Exercise brief | In the entries below, some lines hold the string "pillow"; please say how many, giving the number and nothing else.

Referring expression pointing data

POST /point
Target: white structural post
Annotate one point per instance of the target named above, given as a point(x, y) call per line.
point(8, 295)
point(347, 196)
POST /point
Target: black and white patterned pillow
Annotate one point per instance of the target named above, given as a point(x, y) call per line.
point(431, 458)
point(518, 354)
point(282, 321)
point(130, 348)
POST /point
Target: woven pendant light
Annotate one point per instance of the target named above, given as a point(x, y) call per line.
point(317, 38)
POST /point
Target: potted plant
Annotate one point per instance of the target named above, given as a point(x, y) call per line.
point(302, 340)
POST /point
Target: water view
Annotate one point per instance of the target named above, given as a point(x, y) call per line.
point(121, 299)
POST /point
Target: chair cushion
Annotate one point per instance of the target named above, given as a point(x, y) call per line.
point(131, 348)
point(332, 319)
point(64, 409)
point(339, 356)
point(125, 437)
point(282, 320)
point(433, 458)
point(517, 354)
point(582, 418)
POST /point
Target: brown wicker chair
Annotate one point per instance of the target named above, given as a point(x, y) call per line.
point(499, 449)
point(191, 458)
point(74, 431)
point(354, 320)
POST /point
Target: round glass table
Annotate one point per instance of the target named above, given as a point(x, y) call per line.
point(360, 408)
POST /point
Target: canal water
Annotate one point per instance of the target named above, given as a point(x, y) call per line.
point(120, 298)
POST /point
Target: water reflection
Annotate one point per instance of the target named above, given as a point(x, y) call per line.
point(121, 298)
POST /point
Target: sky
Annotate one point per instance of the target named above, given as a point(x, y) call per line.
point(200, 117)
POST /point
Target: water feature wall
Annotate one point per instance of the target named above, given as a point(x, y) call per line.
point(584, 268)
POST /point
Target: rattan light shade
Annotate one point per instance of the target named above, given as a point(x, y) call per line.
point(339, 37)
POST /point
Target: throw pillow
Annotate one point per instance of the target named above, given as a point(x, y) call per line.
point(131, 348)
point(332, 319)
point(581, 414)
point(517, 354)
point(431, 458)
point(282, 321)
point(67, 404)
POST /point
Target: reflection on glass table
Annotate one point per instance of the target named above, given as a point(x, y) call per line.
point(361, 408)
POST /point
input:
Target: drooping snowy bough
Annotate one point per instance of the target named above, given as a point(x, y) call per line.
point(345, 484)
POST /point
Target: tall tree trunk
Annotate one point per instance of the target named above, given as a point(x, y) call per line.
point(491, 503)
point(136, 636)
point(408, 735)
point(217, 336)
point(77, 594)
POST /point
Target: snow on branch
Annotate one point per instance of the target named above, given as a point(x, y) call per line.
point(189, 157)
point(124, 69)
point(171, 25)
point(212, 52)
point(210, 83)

Answer box | 2